**WHAT YOU ARE ASKED TO DO:** From the entries, filter out every line that lacks "cheek" and copy the rest.

**MATERIAL SUPPLIED:**
══════════
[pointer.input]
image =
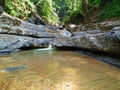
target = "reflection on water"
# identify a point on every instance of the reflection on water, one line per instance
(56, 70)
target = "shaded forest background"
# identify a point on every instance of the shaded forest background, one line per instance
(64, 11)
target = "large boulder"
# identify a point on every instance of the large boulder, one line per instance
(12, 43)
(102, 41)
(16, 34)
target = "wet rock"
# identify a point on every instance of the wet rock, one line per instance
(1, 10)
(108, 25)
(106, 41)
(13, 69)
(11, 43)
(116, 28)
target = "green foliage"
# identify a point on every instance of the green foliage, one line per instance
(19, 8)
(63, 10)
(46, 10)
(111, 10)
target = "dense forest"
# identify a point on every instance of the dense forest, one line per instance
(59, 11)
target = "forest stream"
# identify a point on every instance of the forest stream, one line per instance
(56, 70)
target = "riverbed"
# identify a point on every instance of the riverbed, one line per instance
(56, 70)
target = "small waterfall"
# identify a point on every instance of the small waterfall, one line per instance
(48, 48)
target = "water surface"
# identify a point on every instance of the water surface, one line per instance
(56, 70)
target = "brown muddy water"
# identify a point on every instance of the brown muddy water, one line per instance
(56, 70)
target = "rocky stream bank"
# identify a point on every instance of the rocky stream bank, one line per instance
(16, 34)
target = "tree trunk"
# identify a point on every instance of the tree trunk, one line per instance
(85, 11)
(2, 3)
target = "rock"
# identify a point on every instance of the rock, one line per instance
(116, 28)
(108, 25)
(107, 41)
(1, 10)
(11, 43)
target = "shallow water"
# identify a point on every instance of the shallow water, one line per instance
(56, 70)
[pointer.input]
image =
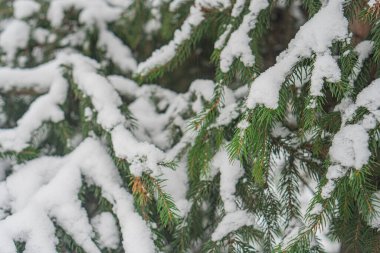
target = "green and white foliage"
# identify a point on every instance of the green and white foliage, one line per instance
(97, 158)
══════════
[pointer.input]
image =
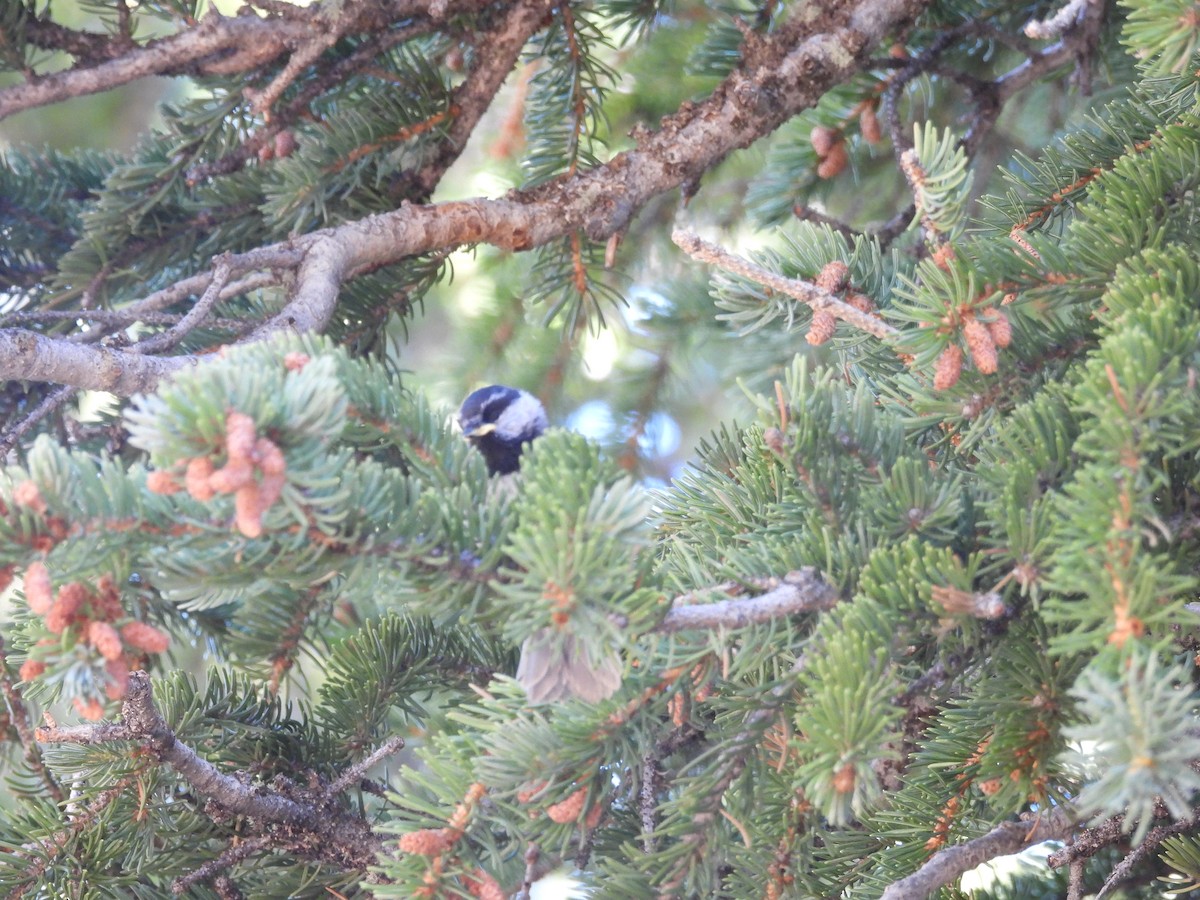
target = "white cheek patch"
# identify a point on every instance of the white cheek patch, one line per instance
══════════
**SOLUTION TO THIS TASK:**
target = "white cheek patch"
# identify a point on every instance of the white cheek patch, one line per instance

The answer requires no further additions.